### Preguntas de estudio
• 1. Indique si cada afirmación concuerda con el relato de la visita al jardín botánico: (a) Don Ernesto cobra a los visitantes por el recorrido; (b) los sobrinos de Ernesto intentan vender el predio; (c) en el jardín crecen menos de cien especies. Responda sí o no y cite textualmente las palabras que lo deciden.
• 2. Enumere todos los países que se nombran en el relato de la visita al jardín botánico.
• 3. Prosiga el relato de la visita al jardín botánico a partir de su última oración.

### Texto de lectura
Abandoné el resguardo del árbol y caminé calles típicas del Coronel no tiene quien le escriba. El polvo se me pegaba en las sandalias, pero todo permanecía en una paz especial y un silencio típico de un partido de Colombia-Venezuela donde todos están encerrados frente al televisor. Lo único que no preví fue el hecho de perderme en las calles de este Macondo de post-hojarasca. De milagro encontré a una mujer suelta por las
calles que me se animó a decirme por donde quedaba el Jardín Botánico de la ciudad. Pregunta por "nesto", ¿Nestor?, me pregunté, pero no le dije nada a ella, porque mi oído igual no hubiera entendido. (Fue una ventaja durante todo el viaje que me creyeran extranjera pues me hablaban despacito).
En un portón algo corroído toqué cinco veces, ya perdiendo la esperanza de que me abrieran. Por fin el portón metálico chilló y cacareó mientras un hombre sin camisa me indicaba que siguiera, ¿Nelson?, pregunté, y el señor asintió y me guió entre varias plantas.
Un hombre que ya pasó los setenta años me ofreció la mano para saludarme y muy despacito,moviendo las manos, me preguntó si venía con el francés, y ahí vi al europeo en pantaloneta y una Nikon que le envidié de inmediato. Le respondí que no."¿De dónde viene?", preguntó, "de Bogotá", respondí. "Pero ¿de dónde es?", "De Bogotá". "¿Y sus papás?", "De Santander", "Pero alguien tiene que venir del oriente, de Taiwan", me reí. Siempre hay la posibilidad de ser
adoptado, le dije. Se presentó como Ernesto y empezó a hacer un recorrido por el jardín botánico, a lo que ha dedicado toda su vida. Con tristeza me contó que sus sobrinos están tratando de vender el predio, y con ello se perderían las más de mil especies de todo el mundo que crecen en su Jardín. Si tengo la buena suerte de que alguien involucrado en temas de turismo o patrimonio lea el blog, agradecería pudieran darle una mano a don Ernesto, quien hace su trabajo, un recorrido fantástico y ni siquiera cobra, recibe la colaboración de los escasos visitantes.

### Material proporcionado
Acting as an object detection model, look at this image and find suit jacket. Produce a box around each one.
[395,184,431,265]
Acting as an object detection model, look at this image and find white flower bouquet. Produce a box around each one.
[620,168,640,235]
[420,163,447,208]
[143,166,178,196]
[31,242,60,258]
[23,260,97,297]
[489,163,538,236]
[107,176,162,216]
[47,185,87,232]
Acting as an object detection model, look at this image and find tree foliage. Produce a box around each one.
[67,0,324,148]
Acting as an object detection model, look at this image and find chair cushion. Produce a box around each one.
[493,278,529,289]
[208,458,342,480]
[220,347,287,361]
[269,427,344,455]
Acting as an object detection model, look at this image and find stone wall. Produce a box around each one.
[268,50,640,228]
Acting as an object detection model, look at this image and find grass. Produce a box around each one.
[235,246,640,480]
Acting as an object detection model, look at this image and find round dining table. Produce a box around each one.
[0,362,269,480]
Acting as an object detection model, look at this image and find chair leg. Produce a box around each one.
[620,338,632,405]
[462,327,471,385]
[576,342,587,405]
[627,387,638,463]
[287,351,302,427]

### Respuestas por ejercicio
• 1.
(a) No: "ni siquiera cobra".
(b) Sí: "sus sobrinos están tratando de vender el predio".
(c) No: "las más de mil especies de todo el mundo".

• 2. Colombia, Venezuela, Taiwan.

• 3.
Las plantas que tiene Ernesto en su jardín tienen orígenes en los lugares más increíbles; esta
palmera es de África, esta planta de japón, esta otra me la enviaron de Australia. Y no creo que solo sea la tierra mágica de Mompox, la energía de este hombre también debe ser una influencia gigante para ver crecer tanta diversidad de vegetación. Me enseñó a oler algunas plantas, y me mostró el tipo de plantas alucinógenas que también permite crecer porque para él no hay plantas malas sino mal utilizadas.
En el jardín también crecía una cantidad impresionante de Noni, y, cómo es la vida, tanta gente que le ve usos medicinales, y él tratando de extinguir esta planta que se come los nutrientes de las demás y crece como maleza.
Me fijé que el piso estaba lleno de mamoncillos, y cuando subí la mirada me alegró ver tantos frutos. Comencé a comer, obviamente, mientras Ernesto nos contaba que eran los favoritos de la familia de monos que vivía ahí. "Yo no los
traje, ellos llegaron y se quedaron. Lo mismo me pasa con las iguanas blancas". Ansiosa estaba yo, mirando si los veía en alguna rama, y de pronto llegaron ellos, uno tras otro, haciendo equilibrio en los cables de la luz, llegando a su casa para terminar el día.
Después de recibirle unas peras rosadas a nuestro guía, me fui yo también, agradeciéndole por ser constante con su sueño, por no rendirse y ser inspiración para mí. Después de todo, hacen falta ejemplos para armarse de valor, para no sentirse solo.
Ernesto se espantó un par de zancudos que ya no creo que le piquen, y yo me retiré sabiendo que la peor idea que se me pudo haber ocurrido fue la de ir a un sitio con tanto bicho en falda. Las piernas serían un constante recordatorio los siguientes días.